## Given data
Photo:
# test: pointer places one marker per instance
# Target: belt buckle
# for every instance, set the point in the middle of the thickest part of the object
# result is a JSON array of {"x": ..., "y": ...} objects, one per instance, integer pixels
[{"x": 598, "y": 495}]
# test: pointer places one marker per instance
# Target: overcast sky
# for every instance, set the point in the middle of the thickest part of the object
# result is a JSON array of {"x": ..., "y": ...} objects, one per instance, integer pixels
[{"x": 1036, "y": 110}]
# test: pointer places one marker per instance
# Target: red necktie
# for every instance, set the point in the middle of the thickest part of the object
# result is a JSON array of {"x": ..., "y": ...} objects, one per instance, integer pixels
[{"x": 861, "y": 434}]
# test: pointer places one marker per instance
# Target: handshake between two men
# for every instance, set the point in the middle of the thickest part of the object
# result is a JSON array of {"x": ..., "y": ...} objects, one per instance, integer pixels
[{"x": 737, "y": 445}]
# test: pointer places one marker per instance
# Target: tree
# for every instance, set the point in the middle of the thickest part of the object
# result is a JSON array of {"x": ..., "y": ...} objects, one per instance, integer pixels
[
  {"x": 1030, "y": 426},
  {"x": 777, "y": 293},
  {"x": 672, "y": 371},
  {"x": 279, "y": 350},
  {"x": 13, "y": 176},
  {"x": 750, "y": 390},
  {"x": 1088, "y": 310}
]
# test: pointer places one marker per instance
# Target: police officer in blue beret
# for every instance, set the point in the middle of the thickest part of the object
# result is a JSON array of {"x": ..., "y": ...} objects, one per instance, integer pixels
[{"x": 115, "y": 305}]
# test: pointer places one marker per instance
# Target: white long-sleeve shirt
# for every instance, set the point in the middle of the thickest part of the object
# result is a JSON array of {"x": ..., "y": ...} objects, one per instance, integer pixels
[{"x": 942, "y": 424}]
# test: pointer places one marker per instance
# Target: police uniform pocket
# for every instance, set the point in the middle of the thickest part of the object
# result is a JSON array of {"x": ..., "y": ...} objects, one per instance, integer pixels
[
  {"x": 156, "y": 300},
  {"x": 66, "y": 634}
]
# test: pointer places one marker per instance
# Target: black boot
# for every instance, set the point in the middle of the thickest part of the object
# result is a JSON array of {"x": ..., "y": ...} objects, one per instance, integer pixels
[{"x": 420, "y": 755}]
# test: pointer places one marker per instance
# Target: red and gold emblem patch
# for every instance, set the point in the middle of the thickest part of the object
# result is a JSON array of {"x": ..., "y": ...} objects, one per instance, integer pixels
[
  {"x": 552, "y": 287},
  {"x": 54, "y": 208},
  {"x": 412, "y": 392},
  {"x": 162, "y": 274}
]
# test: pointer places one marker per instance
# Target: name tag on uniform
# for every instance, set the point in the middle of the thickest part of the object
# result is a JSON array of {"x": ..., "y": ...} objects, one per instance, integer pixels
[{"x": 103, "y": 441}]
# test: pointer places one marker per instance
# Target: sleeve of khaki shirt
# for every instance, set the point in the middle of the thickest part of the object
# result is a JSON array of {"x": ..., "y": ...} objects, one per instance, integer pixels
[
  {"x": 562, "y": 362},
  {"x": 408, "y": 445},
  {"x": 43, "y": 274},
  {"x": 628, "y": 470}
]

## Your task
Each record has to be given again exactly as written.

## Output for this exercise
Photo:
# test: pointer places one marker per instance
# Target: belt buckle
# for every instance, set the point in the middle of the thickest part of the object
# result is a JSON array of {"x": ..., "y": ...} objects, one per instance, integer pixels
[{"x": 598, "y": 495}]
# test: pointer places one marker per instance
# Target: overcast sky
# for every instance, set the point in the middle of the thickest part of the object
# result is a JSON array of {"x": ..., "y": ...} objects, one per instance, integer pixels
[{"x": 1036, "y": 110}]
# test: pointer places one marker per instance
# Target: red necktie
# for every instance, set the point in the middle of the thickest part of the object
# result is a JSON array of {"x": ..., "y": ...} objects, one per instance, integer pixels
[{"x": 861, "y": 434}]
# test: pointer places one marker per instance
# Target: handshake between two men
# for every instance, set the point in the middle of the thickest part of the object
# result is a JSON array of {"x": ..., "y": ...} objects, one per instance, integer pixels
[{"x": 737, "y": 445}]
# test: pointer places one marker per instance
# Target: tree
# for every instance, set the point in the middle of the thickest part of the object
# result is a JSON array of {"x": ..., "y": ...} objects, one per instance, integer pixels
[
  {"x": 1030, "y": 426},
  {"x": 777, "y": 293},
  {"x": 672, "y": 371},
  {"x": 279, "y": 350},
  {"x": 13, "y": 176},
  {"x": 750, "y": 390},
  {"x": 1088, "y": 310}
]
# test: pointer places one marker per instance
# Target: police officer in blue beret
# for every instance, set the point in the middle of the thickest part of the object
# result is a JSON array of {"x": ..., "y": ...} objects, one per instance, integer pixels
[{"x": 115, "y": 305}]
# test: pointer places one marker per instance
# Target: white long-sleeve shirt
# for every instance, set the point in the middle of the thickest part of the object
# result is a JSON array of {"x": ..., "y": ...} objects, one per instance, integer pixels
[{"x": 942, "y": 424}]
# test: pointer places one marker per instance
# Target: police uniform pocket
# for every instance, set the point in the middle of the thickest part of the object
# result is a JSON array of {"x": ..., "y": ...} objects, one per instance, integer pixels
[
  {"x": 156, "y": 300},
  {"x": 66, "y": 634}
]
# test: pointer places one marker per instance
# Target: black boot
# for every instance, set the point in the middle of the thickest part of the object
# result is a JSON array of {"x": ..., "y": ...} objects, one per instance, integer pixels
[{"x": 420, "y": 755}]
# test: pointer places one marker per instance
# Target: red and gold emblem patch
# for every instance, set the point in the middle of the thickest part of the object
# result is a JSON array of {"x": ..., "y": ...} objects, one per instance, integer pixels
[
  {"x": 552, "y": 287},
  {"x": 54, "y": 208},
  {"x": 412, "y": 392},
  {"x": 162, "y": 274}
]
# test: pointer places one marker per instance
# Target: name tag on uniform
# for every instance, set the point in the middle of the thickest part of the object
# result is a JSON array of {"x": ..., "y": ...} objects, one per instance, integer pixels
[{"x": 103, "y": 441}]
# test: pointer places one marker per instance
# Target: sleeve of khaki shirt
# for every instance, set the point in the middle of the thickest part of the object
# result is a JSON array of {"x": ..., "y": ...} objects, one per instance, integer pixels
[
  {"x": 562, "y": 362},
  {"x": 408, "y": 445},
  {"x": 43, "y": 274},
  {"x": 628, "y": 470}
]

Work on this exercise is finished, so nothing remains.